══ Listing
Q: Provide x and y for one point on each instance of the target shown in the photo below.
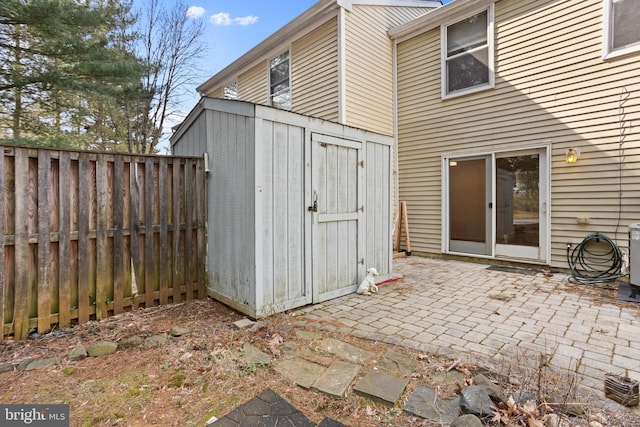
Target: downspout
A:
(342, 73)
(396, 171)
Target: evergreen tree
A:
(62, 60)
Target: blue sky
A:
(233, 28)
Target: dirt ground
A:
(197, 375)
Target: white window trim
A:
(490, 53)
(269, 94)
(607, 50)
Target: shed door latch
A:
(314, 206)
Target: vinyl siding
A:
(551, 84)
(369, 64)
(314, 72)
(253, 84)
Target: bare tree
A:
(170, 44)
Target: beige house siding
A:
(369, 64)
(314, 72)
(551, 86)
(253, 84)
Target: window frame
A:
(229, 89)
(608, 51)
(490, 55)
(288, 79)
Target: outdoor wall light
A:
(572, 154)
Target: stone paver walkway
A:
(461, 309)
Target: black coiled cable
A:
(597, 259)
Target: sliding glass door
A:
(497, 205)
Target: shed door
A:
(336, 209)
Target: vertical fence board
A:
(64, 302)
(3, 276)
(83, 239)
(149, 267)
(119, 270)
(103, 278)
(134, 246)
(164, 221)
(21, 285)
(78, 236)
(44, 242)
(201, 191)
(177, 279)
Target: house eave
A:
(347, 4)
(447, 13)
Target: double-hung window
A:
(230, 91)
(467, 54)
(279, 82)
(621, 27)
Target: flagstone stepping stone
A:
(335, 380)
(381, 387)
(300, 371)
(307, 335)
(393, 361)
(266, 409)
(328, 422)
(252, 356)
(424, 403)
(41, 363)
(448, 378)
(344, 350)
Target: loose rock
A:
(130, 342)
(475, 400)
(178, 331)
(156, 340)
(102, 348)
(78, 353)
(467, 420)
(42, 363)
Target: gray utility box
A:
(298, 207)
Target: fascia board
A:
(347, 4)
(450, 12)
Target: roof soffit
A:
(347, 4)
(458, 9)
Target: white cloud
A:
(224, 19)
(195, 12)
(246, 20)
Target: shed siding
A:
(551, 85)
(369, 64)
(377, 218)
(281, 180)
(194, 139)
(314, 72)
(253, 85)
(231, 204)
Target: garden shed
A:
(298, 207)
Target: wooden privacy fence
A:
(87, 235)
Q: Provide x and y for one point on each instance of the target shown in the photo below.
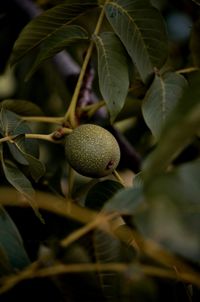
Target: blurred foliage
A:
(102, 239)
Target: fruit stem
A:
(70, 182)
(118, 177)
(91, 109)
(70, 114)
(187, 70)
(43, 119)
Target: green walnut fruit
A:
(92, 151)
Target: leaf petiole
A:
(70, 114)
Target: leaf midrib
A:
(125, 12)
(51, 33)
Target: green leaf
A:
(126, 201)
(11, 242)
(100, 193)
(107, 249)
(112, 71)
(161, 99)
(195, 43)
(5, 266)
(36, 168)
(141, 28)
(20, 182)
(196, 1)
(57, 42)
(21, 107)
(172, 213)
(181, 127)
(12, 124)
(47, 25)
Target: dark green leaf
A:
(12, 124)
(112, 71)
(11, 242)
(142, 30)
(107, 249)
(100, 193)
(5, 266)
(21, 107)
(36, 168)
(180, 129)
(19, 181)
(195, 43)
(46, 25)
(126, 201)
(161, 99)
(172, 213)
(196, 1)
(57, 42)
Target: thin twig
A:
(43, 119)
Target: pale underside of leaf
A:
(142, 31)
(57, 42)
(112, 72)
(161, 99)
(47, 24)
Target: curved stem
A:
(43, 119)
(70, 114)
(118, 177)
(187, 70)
════
══ Listing
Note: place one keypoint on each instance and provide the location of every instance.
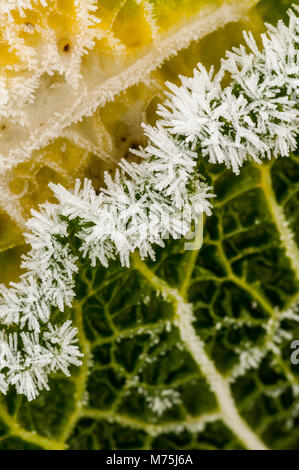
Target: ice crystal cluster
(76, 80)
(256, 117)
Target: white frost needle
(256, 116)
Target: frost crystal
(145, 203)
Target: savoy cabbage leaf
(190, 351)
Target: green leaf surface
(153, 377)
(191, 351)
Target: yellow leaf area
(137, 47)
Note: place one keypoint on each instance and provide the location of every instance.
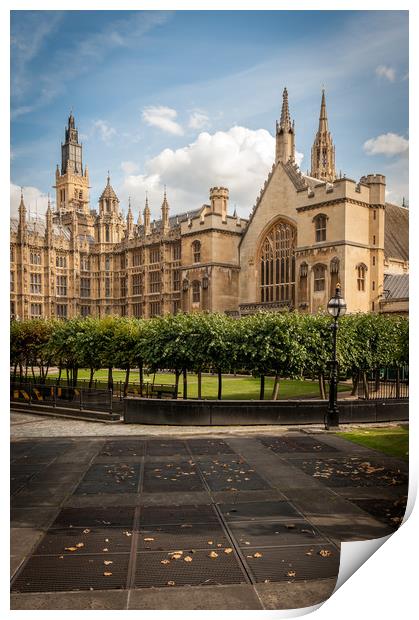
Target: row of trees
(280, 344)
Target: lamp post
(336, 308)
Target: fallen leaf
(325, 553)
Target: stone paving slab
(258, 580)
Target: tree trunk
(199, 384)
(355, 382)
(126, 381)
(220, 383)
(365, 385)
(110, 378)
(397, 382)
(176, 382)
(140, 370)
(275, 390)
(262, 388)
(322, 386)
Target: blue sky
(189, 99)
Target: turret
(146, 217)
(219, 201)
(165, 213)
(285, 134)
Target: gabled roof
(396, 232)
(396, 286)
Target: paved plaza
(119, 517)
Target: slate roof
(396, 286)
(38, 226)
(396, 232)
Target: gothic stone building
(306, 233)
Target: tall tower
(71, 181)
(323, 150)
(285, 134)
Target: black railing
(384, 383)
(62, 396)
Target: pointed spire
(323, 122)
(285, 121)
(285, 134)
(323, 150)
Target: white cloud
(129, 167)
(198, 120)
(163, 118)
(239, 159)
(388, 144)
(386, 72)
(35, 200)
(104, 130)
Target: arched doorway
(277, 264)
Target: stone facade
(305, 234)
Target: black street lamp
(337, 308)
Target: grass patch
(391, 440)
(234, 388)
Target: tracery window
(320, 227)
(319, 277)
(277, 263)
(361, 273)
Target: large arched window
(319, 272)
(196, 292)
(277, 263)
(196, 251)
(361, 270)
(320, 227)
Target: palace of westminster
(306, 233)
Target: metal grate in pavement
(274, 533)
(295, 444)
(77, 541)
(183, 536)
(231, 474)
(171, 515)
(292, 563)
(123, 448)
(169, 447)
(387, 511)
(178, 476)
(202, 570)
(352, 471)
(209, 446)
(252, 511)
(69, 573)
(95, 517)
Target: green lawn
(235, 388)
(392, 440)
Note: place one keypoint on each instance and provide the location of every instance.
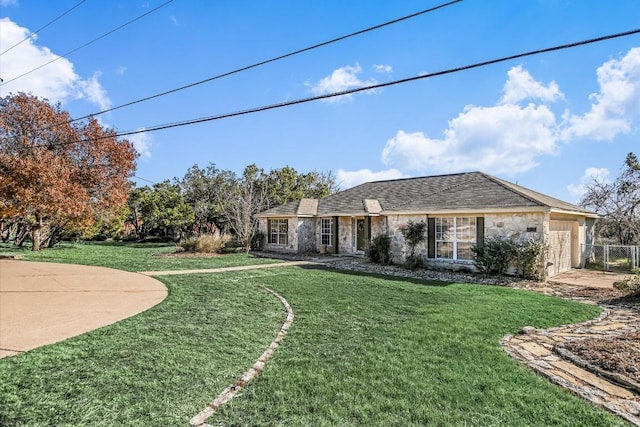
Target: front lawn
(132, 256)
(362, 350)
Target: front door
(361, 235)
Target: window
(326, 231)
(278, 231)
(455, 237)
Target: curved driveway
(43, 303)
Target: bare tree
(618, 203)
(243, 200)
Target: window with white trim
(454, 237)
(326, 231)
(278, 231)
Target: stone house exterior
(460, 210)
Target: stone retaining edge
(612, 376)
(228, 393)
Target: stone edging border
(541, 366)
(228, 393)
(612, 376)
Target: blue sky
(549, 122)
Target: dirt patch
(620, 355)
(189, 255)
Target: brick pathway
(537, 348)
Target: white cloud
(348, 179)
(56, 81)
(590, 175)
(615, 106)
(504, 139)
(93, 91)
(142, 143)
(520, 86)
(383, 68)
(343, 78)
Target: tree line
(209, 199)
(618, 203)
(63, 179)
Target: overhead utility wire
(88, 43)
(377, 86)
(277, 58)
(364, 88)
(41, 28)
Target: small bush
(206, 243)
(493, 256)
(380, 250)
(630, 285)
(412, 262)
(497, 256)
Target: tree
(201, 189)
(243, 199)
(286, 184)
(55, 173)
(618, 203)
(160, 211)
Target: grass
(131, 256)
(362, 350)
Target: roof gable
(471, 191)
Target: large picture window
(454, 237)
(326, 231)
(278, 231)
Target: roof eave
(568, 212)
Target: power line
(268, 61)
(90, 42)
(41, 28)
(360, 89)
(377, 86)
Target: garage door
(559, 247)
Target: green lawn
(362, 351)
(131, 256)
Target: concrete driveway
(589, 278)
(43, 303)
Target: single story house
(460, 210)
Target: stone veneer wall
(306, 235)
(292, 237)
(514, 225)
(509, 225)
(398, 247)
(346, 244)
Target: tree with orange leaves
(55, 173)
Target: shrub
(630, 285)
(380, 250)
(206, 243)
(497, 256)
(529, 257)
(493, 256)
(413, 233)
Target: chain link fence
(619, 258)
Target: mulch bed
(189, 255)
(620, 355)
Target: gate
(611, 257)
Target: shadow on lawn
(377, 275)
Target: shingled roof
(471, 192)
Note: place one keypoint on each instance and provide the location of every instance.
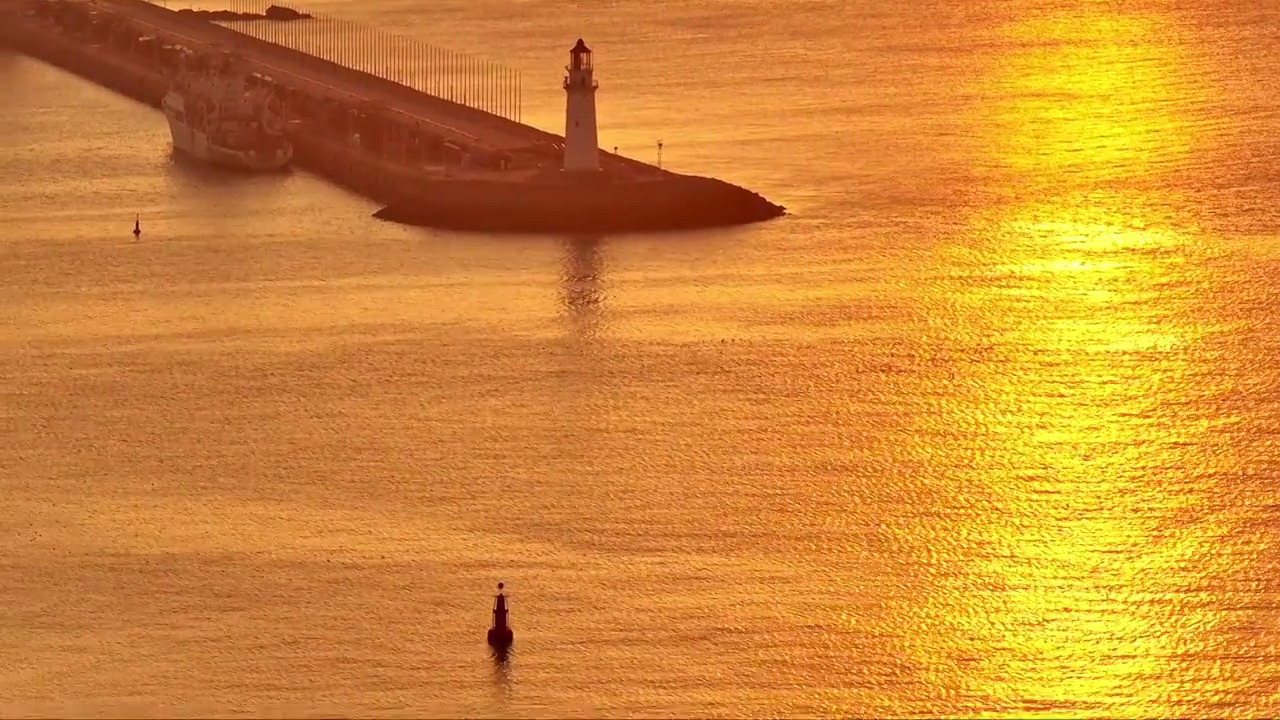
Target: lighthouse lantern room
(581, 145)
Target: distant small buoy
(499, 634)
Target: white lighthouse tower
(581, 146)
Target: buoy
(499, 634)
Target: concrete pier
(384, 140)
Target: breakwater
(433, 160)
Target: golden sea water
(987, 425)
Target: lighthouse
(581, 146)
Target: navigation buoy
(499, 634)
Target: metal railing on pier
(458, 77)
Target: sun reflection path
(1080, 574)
════
══ Listing
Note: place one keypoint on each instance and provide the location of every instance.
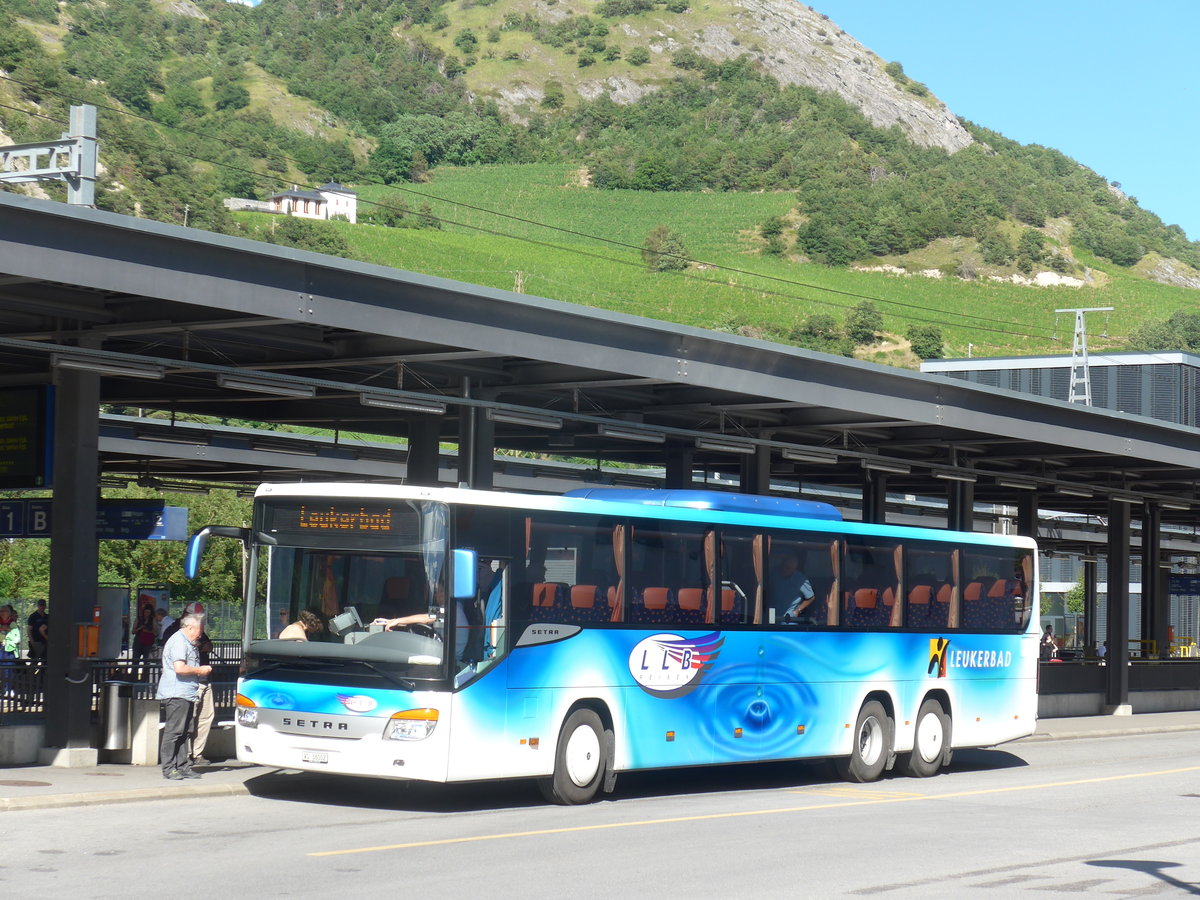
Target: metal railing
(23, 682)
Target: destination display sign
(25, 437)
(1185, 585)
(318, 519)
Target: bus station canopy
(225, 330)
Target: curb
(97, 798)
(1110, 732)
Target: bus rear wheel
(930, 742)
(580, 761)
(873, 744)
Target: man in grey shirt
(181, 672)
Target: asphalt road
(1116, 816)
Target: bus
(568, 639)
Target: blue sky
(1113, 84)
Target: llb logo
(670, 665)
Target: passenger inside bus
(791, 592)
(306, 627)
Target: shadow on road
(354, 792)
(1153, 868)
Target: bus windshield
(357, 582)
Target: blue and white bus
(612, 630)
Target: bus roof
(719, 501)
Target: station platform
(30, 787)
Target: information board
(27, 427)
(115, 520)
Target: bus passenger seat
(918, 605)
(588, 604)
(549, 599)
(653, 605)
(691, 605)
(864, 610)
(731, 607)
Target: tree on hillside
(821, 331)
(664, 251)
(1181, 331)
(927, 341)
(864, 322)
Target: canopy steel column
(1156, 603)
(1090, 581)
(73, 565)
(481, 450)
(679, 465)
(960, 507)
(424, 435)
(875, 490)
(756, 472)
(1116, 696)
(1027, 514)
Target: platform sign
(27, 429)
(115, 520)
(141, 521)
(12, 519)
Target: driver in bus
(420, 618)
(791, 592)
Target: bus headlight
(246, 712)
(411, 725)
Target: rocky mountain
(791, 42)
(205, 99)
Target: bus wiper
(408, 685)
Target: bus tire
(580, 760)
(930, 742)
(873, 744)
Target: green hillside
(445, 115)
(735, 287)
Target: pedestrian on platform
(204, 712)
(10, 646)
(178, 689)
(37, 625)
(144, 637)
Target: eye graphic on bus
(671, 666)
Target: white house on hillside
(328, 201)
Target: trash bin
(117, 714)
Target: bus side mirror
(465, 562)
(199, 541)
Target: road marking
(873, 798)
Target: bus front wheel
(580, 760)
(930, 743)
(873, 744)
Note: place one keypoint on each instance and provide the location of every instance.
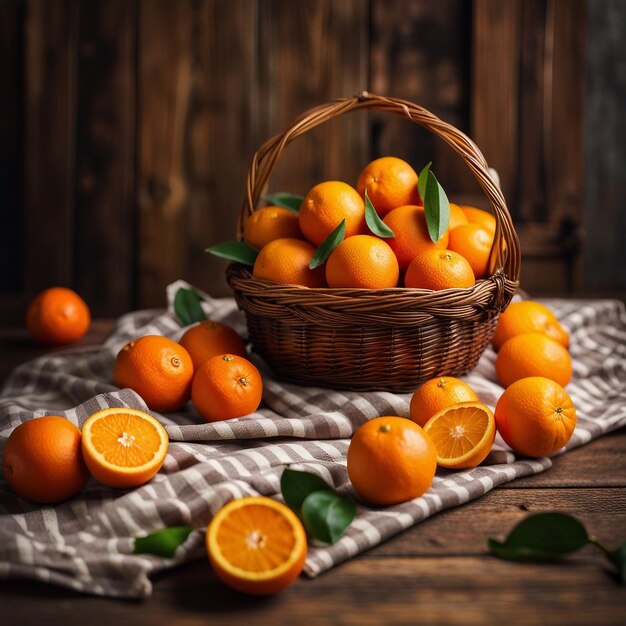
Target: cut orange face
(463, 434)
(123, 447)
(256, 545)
════
What is needed >> Quote verbatim the section of the entries that begins with the line containing "Target: bus passenger seat" and ends with the line containing "(1027, 514)", including both of those lines.

Correct result >>
Target: bus passenger seat
(918, 605)
(588, 604)
(549, 599)
(653, 605)
(691, 605)
(864, 610)
(731, 607)
Target: tree on hillside
(821, 331)
(664, 251)
(1181, 331)
(927, 341)
(864, 322)
Target: canopy steel column
(1156, 603)
(1090, 581)
(73, 565)
(481, 450)
(679, 465)
(960, 507)
(424, 435)
(875, 490)
(756, 472)
(1116, 696)
(1027, 514)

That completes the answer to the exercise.